*Task brief:*
Find every line in the records below that contains the word "hair" and copy each of those lines.

=== Extracted data ===

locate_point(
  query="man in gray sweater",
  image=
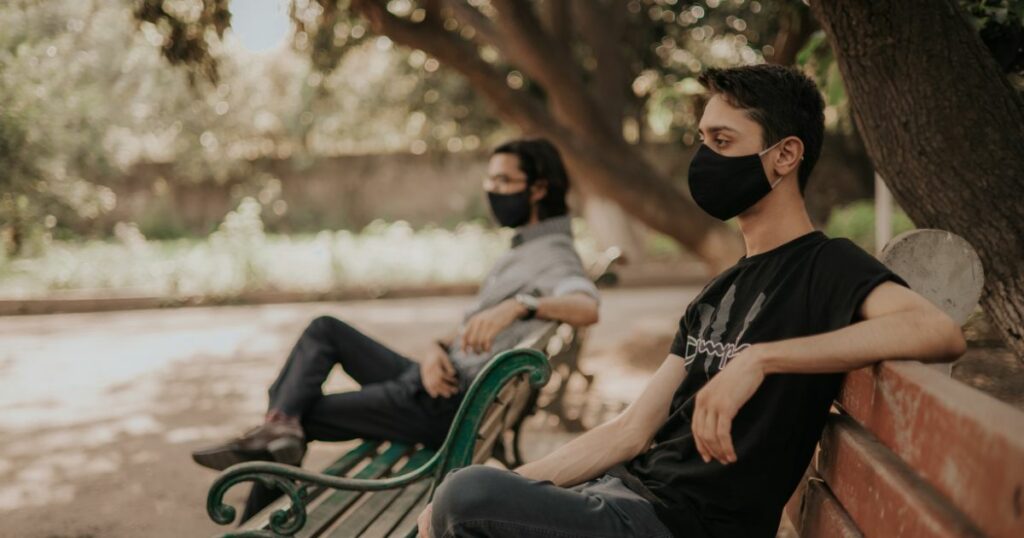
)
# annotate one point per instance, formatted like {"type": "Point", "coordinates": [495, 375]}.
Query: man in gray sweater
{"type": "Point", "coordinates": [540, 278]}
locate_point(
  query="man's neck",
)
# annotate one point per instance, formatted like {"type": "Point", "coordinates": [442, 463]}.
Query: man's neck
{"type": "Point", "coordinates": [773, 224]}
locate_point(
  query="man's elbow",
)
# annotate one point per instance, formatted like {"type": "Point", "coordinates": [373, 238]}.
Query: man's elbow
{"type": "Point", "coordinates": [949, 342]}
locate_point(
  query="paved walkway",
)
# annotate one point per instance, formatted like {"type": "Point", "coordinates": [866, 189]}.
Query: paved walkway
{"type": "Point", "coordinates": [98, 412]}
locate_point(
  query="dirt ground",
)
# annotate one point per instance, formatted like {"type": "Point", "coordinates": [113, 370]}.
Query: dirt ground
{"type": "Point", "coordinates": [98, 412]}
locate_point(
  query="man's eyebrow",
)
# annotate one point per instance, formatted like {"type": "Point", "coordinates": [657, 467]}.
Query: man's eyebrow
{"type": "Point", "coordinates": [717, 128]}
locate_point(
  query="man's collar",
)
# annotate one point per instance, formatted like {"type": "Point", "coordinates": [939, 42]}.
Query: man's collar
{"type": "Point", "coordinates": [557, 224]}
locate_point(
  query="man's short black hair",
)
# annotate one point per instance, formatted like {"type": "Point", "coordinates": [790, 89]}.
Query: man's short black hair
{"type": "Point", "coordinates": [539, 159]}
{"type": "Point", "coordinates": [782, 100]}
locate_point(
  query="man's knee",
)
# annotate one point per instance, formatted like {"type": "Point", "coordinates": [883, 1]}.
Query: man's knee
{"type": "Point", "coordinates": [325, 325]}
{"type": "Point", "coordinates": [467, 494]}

===
=== Extracted data ===

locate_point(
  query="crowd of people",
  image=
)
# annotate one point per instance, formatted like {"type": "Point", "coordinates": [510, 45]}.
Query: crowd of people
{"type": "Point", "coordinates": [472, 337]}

===

*The reply:*
  query="man's short black hair",
Query: man's short black hair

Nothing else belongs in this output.